Assignment:
Transcribe all records exactly; omit pictures.

Record extracts:
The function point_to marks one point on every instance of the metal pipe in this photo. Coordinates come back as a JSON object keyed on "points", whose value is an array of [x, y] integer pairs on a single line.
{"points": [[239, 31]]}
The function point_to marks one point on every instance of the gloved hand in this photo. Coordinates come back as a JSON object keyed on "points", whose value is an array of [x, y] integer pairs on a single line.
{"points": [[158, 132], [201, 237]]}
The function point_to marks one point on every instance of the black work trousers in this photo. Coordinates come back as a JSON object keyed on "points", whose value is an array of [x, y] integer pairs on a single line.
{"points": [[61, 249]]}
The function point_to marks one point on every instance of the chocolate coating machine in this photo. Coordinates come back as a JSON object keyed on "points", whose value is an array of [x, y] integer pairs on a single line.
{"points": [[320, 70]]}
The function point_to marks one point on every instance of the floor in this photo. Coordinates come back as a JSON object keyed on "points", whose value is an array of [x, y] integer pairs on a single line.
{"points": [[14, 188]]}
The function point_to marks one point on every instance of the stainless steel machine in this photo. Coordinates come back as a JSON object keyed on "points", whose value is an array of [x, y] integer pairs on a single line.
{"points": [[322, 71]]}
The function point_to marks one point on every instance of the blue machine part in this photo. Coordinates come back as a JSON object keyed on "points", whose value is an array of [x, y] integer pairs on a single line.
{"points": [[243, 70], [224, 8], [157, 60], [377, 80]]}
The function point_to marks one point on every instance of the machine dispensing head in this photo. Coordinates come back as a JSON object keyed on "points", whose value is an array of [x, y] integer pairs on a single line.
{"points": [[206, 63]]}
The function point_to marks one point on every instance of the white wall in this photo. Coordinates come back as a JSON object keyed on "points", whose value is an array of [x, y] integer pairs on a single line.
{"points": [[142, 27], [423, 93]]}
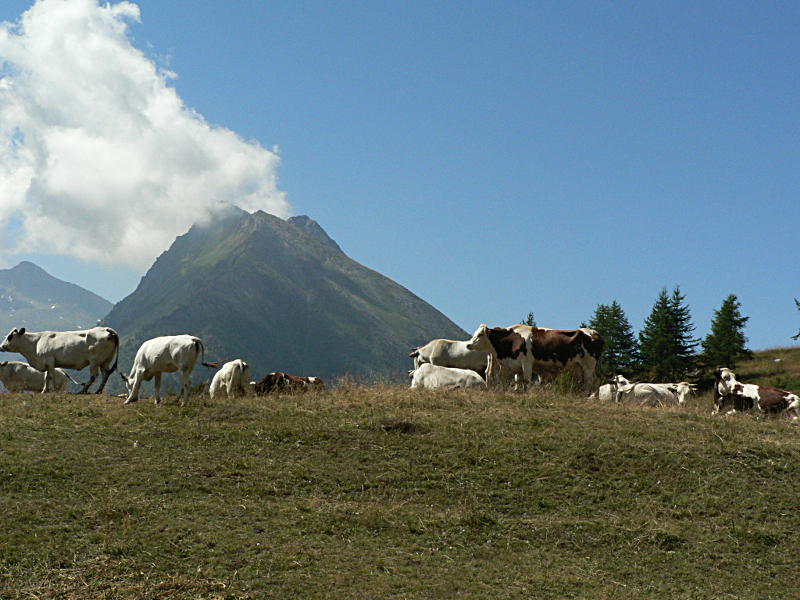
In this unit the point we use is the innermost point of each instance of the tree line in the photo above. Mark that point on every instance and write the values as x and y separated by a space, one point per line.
666 348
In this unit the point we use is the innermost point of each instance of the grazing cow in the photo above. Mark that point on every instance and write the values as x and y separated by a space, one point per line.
435 377
18 376
48 350
233 379
745 396
523 350
283 382
656 393
451 353
608 391
165 354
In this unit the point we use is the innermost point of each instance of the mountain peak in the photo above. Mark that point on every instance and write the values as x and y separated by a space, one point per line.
311 227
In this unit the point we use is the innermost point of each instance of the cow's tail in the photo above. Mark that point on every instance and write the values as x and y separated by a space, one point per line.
202 350
114 337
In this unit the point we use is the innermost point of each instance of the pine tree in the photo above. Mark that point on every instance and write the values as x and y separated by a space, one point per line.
620 350
726 341
666 344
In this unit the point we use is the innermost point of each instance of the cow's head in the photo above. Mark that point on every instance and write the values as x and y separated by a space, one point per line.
9 344
480 340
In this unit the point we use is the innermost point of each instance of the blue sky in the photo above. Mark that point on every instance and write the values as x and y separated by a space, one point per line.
506 157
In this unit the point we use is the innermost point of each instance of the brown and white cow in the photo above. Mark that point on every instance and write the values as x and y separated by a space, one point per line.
283 382
746 396
522 350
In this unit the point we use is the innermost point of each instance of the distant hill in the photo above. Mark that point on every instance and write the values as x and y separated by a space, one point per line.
34 299
282 295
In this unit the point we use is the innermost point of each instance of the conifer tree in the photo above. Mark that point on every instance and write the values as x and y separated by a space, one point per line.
726 342
620 350
666 345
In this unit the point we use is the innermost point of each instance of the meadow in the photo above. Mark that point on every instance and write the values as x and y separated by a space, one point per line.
386 492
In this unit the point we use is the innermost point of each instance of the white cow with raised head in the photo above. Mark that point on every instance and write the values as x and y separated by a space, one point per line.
48 350
18 376
233 379
435 377
165 354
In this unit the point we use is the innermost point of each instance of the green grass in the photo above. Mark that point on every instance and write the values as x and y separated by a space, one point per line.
386 493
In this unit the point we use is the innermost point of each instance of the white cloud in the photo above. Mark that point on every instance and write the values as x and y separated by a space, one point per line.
99 157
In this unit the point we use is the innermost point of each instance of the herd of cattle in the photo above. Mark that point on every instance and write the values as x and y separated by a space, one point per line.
495 356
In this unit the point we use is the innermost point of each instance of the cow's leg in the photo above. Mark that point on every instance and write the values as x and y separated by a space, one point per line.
157 387
106 373
133 396
185 376
92 378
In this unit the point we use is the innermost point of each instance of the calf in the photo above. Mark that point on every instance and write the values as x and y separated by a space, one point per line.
165 354
283 382
744 396
233 379
435 377
18 376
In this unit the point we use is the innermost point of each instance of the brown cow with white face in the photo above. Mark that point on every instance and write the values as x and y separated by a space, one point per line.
522 350
744 396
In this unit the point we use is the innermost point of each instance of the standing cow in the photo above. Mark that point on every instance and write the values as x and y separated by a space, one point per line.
18 376
48 350
523 350
165 354
233 379
452 353
745 396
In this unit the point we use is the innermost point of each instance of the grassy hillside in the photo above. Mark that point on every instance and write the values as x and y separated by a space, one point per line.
387 493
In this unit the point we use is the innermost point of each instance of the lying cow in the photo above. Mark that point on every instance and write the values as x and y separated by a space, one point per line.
165 354
283 382
655 394
451 353
435 377
48 350
746 396
523 350
18 376
233 379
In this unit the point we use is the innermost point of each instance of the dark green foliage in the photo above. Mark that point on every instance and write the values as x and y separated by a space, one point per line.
620 350
666 345
726 343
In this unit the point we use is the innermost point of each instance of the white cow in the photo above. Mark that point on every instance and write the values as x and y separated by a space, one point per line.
656 393
47 350
608 391
233 379
451 353
436 377
18 376
165 354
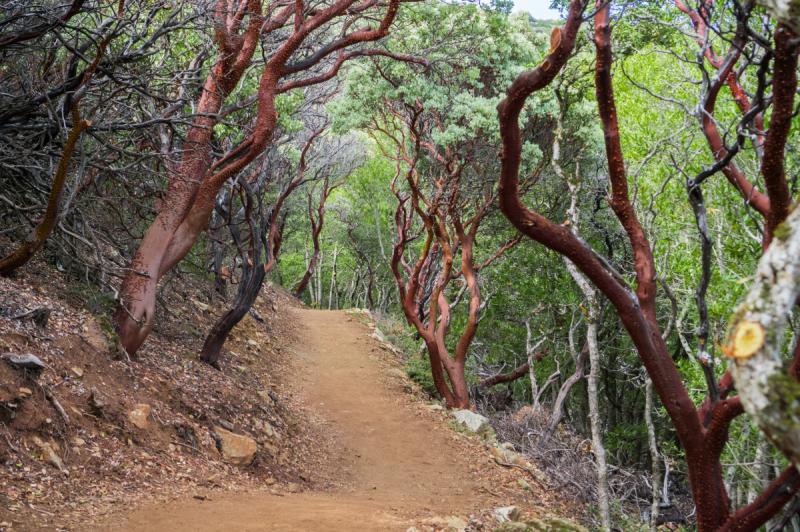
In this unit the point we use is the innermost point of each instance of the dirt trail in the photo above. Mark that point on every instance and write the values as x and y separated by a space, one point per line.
398 463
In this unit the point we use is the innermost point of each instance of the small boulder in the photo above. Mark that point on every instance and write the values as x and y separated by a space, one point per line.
235 448
504 514
378 335
49 453
397 373
140 416
26 362
474 422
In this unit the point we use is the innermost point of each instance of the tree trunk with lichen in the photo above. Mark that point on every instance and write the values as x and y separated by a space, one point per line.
757 339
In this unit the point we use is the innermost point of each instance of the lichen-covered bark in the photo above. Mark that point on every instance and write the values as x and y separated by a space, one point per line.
757 338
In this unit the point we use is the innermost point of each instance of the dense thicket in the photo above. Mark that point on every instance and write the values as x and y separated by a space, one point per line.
561 215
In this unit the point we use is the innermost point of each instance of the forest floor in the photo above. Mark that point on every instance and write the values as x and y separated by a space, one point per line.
396 462
342 438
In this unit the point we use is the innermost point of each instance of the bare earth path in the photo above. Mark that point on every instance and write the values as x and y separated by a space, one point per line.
399 465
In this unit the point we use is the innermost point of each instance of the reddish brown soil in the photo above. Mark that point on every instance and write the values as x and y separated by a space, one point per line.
398 464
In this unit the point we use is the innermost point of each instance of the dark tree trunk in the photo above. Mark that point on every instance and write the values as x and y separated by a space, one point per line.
249 287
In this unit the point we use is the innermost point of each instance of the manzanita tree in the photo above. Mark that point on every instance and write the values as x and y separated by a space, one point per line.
303 44
702 430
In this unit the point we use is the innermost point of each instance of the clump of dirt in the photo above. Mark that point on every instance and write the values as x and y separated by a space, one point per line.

Expected answer:
The function point_to marks one point on every instance of the metal pipe in this photo. Coordinates come back as a JSON object keyed on "points", whose value is an array of [x, y] integer pairs on a single line.
{"points": [[239, 31]]}
The function point_to marks one point on every instance of the gloved hand in this photo. Coordinates come back as a JSON object keyed on "points", whose value is an array of [x, y] integer pairs on a single line.
{"points": [[158, 132], [201, 237]]}
The function point_to marks one point on every instance of the black work trousers in this photo. Coordinates come back as a JSON object keyed on "points", whose value is an array of [x, y] integer pairs on a single line.
{"points": [[61, 249]]}
The function point_to marks one point on every instance of the chocolate coating machine in this photo. Coordinates come back as a JSON object keyed on "points", whose value is an array of [x, y] integer pairs on a single line.
{"points": [[320, 70]]}
The function point_to marks one point on every instance of the floor in this photo. Coordinates come back as a JSON object keyed on "points", whose value is an array of [x, y] integer pairs on a single line.
{"points": [[14, 188]]}
The function point_to marks one point on every instance of the stainless steel machine in this photo. Coordinates come back as a JSON object keyed on "points", whose value is an array of [x, y] integer pairs on a single line.
{"points": [[322, 71]]}
The function point_to marks one point on every instance of the blue machine part in this photo. Coordinates come back as a JSON object keyed on "points", whose value is an array of [x, y] integer pairs on a single line.
{"points": [[243, 70], [224, 8], [157, 60], [377, 80]]}
The function point_to marks one point on every instance of the machine dispensing head in this photo. Coordinates come back as a JSON object keyed on "points", whose value is an array of [x, y] integer pairs on a single line.
{"points": [[206, 63]]}
The function point_to marks one point on every instance of the white wall in this photo. Coordinates come back as a JSON object keyed on "points", whose value is an array of [x, y] integer pairs on a single line.
{"points": [[142, 27], [423, 93]]}
In this unit the point we use is the innermost point of each instance of the tree line in the photo above. Mark that point on every instance and write the values as x and y separated by a space, one point per line.
666 348
In this unit the point we use is the innermost point of each instance of the grazing cow in the photo above. Mark that point on every instance and write the values as x and y separated by a space, one point per line.
435 377
18 376
48 350
233 379
745 396
523 350
283 382
656 393
451 353
608 391
165 354
In this unit the point we use is the innermost point of each instance of the mountain peak in the photo above. Mark that point on every instance and write the values as x and y separated by a space, one point per line.
311 227
In this unit the point we use is the innermost point of each instance of the cow's tail in the photo above. Mark that point on every instance and write the values as x and y separated by a space, one point per line.
202 350
114 337
In this unit the point we use is the innermost point of each instance of the pine tree in the photo above. Mark that point on every instance and write the values as x and y separated by a space, one point per line.
620 350
726 341
666 344
In this unit the point we use is the innermost point of each instance of the cow's head in the photo above. Mark that point on every instance and write the values as x and y separated by a space, one point per line.
9 344
480 340
In this unit the point we use is the innermost point of each instance of the blue sky in the photo above. Mark that point on every instance and write the values as x and y separated by a space, one point per line.
506 157
In this unit the point we use is the innermost point of each instance of the brown and white cow in the photo above. Mark that point on every instance and write the values as x and y separated by a space, one point per line.
283 382
746 396
522 350
In this unit the point we use is the innermost point of each instance of the distant hill in the photo above. Mark that point on every instance and write the values as x and y separated by a space, one point per line.
34 299
282 295
In this unit the point we use is the innermost point of each instance of the conifer tree in the photo above. Mark that point on every instance and write the values as x and y separated by a space, one point per line.
726 342
620 350
666 345
In this unit the point we use is the innermost point of each instance of the meadow in the photo above. Mark that point on every instance and write the values as x and y separated by a space, one point per line.
386 492
In this unit the point we use is the innermost point of each instance of the white cow with raised head in the photo above. Mark that point on every instance and write the values as x and y separated by a space, one point per line.
48 350
18 376
233 379
435 377
165 354
In this unit the point we use is the innermost point of each instance of the green grass in the photo above. Mark that point on every instance and write the values as x and y separated by a space, one point per line.
386 493
In this unit the point we use is the innermost point of each instance of the white cloud in the photo above. Mark that point on every instance and write the values as x and y separated by a space, one point per line.
99 157
In this unit the point we use is the innermost point of each instance of the herd of cattle in the photo above. Mark that point on every instance and write the values as x and y separated by a space, one point per line.
495 356
In this unit the point we use is the innermost point of each instance of the cow's leg in the photo above. Mark that point on every instance and write the values as x and y separated by a space, one point per line.
157 387
106 373
133 396
185 376
92 378
In this unit the point we use is the innermost point of each instance of the calf in the photo above. Mark that point on every instance and write the values as x and y separated by a space, one point per line.
165 354
283 382
744 396
233 379
435 377
18 376
In this unit the point we use is the innermost point of each instance of the brown cow with white face in the photo above. Mark that point on every instance and write the values as x and y separated by a space, one point per line.
522 350
744 396
In this unit the point we use is the innermost point of each instance of the standing cow in the photo above. Mark that point on every instance and write the values as x and y separated by a space, one point per line.
18 376
48 350
523 350
165 354
233 379
452 353
745 396
In this unit the point we use is the innermost point of each instance of the grassy hillside in the photo above. Mark that point on every instance and write the values as x and y separated by a space, one point per line.
387 493
In this unit the point we use is the innermost point of each instance of the lying cow in the photo above. Mark that point on every instance and write the values as x and y separated by a space, one point per line.
165 354
283 382
655 394
451 353
435 377
48 350
746 396
523 350
18 376
233 379
In this unit the point we use is the innermost point of each instance of the dark green foliage in the photo above. Mark that point on every instance and write the values as x and y separated by a space, one point per line.
620 350
666 345
726 343
In this unit the point we use is the innermost point of each instance of the white cow in the photo above. Mark that point on every instance and write the values as x and y separated by a space, one point per line.
656 393
47 350
608 391
233 379
451 353
436 377
18 376
165 354
In this unit the point we use is the innermost point of each instance of the dirt trail in the photo above. Mark that point on every instance and write the values as x and y separated by a space, one point per line.
398 463
In this unit the point we use is the innermost point of each instance of the small boulder in the photo above. Mark that point on every instance and write the values as x and y separated by a space, one point per line.
235 448
504 514
378 335
49 453
397 373
140 416
26 362
474 422
In this unit the point we use is the innermost point of each instance of the tree trunk with lichen in the photo above. Mark that point on every instance and write the values as x and y separated by a space, one point per line.
757 339
In this unit the point we use is the innermost point of each instance of the lichen-covered bark in the photo above. Mark that point on every instance and write the values as x and y separated by a space, one point per line.
757 338
In this unit the point we use is the innermost point of each instance of the dense thicket in the photo above. Mark that point on every instance and write the values as x and y separated by a space, one point per line.
561 215
In this unit the point we use is the innermost point of each instance of the forest floor in the photo above. Mark that point on every instance and write the values as x and y separated by a space, one point per line.
396 462
342 438
In this unit the point we use is the innermost point of each instance of the bare earth path in the photo above. Mark that point on every instance and write the values as x and y separated by a space, one point per line.
399 465
In this unit the point we use is the innermost point of each instance of the reddish brown soil in the photo above. Mark that point on every instance and write the values as x and y separated by a space, one point per line.
398 464
In this unit the point we use is the innermost point of each instance of the dark tree trunk in the photo above. Mark that point on every instance and write the values as x and y separated by a space, one point per line.
249 287
In this unit the point we use is the innermost point of each instance of the manzanita tree in the photo above. Mark that point on every instance and write the values as x and y separated by a space, one point per line.
303 44
702 430
In this unit the point we use is the innermost point of each instance of the clump of dirt in the photo above. Mark that point on every instance and write the values as x and y separated by a space, one point per line.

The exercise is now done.